§ **Extrait fourni**
▶
En cause d’appel, la chambre correctionnelle a déclaré recevables les constitutions de partie civile et a retenu la responsabilité du conducteur pour les préjudices subis par ces parties. Les juges du fond ont ainsi alloué la somme de 10 000 € à une partie civile et condamné l’agent aux dépens afférents à l’intervention des parties civiles.

Dès lors, le requérant s’est pourvu en cassation sur le fondement de l’article 1er de la loi n° 57-1424 du 31 décembre 1957 en soutenant que les juges du fond avaient méconnu ce texte en ce qu’il prévoit que la responsabilité de la personne morale de droit public est, à l’égard des tiers, substituée à celle de son agent, auteur du dommage causé, dans l’exercice de ses fonctions, par un véhicule.

Accueillant cet argument, la chambre criminelle a cassé l’arrêt au visa de l’article mentionné en ses seules dispositions relatives à l’action civile et a déclaré la partie civile irrecevable à agir contre l’agent pénalement responsable du délit (v. en ce sens Crim. 29 juin 1999, n° 98-81.407 P, D. 1999. 221 ; 11 avr. 1959, Bull. crim. n° 216).
◀
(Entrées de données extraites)
▶
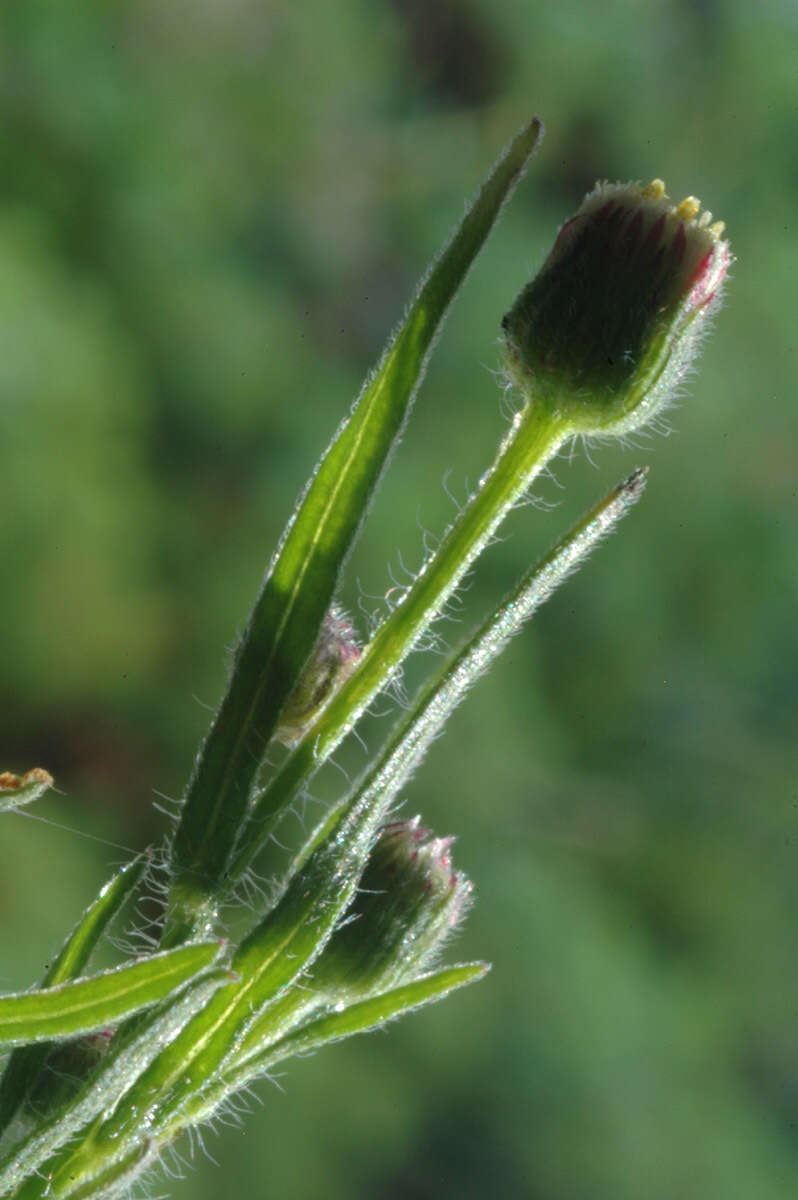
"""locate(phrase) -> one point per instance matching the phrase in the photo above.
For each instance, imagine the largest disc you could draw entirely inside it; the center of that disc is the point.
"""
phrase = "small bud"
(408, 903)
(19, 790)
(333, 660)
(606, 330)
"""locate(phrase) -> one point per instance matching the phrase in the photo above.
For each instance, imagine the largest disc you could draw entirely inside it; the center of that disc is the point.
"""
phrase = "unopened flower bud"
(333, 660)
(606, 330)
(408, 903)
(19, 790)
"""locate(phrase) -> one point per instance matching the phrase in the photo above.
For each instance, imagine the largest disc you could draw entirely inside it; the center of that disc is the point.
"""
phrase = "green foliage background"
(210, 217)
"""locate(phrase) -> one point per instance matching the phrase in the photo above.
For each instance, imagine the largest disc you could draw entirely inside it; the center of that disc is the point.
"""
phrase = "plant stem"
(533, 438)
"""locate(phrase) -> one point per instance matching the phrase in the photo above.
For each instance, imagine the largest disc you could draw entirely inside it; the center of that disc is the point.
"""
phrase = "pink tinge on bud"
(331, 663)
(601, 336)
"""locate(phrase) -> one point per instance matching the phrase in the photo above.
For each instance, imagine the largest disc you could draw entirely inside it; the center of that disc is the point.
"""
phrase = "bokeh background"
(211, 214)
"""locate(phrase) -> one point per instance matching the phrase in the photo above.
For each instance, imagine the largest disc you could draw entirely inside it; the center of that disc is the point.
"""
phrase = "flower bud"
(19, 790)
(606, 330)
(408, 903)
(333, 660)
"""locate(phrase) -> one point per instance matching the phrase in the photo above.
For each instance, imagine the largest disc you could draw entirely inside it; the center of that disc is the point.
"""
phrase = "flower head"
(334, 658)
(409, 900)
(609, 327)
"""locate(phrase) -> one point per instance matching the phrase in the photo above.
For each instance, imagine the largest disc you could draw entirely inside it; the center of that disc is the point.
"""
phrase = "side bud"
(408, 903)
(333, 660)
(607, 329)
◀
§ **Travail à faire**
1. D’après l’extrait fourni, quelle somme les juges du fond ont-ils allouée à une partie civile ?
2. Recopiez le passage de l’extrait fourni allant de "Accueillant cet argument, la" à "crim. n° 216).", en remplaçant "cassé" par "annulé".
3. Indiquez si chacune des affirmations suivantes est conforme à l’extrait fourni, en répondant par oui ou par non et en citant les mots décisifs du texte.
(a) La chambre correctionnelle a déclaré irrecevables les constitutions de partie civile.
(b) Le requérant s’est pourvu en cassation sur le fondement de la loi du 31 décembre 1957.
(c) La chambre criminelle a cassé l’arrêt dans toutes ses dispositions.

§ **Corrigé complet**
1. 10 000 €.

2.
Accueillant cet argument, la chambre criminelle a annulé l’arrêt au visa de l’article mentionné en ses seules dispositions relatives à l’action civile et a déclaré la partie civile irrecevable à agir contre l’agent pénalement responsable du délit (v. en ce sens Crim. 29 juin 1999, n° 98-81.407 P, D. 1999. 221 ; 11 avr. 1959, Bull. crim. n° 216).

3.
(a) Non : « a déclaré recevables les constitutions de partie civile ».
(b) Oui : « s’est pourvu en cassation sur le fondement de l’article 1er de la loi n° 57-1424 du 31 décembre 1957 ».
(c) Non : « en ses seules dispositions relatives à l’action civile ».